> [DIRECTIONS FOR THIS TASK] All of the data below is to be output exactly as written.

(Records excerpted from a collection)
-- Opening Marker --

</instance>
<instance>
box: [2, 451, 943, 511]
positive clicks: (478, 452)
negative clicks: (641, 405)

-- Closing Marker --

> [FINAL ANSWER]
</instance>
<instance>
box: [2, 451, 943, 511]
positive clicks: (478, 452)
negative clicks: (641, 405)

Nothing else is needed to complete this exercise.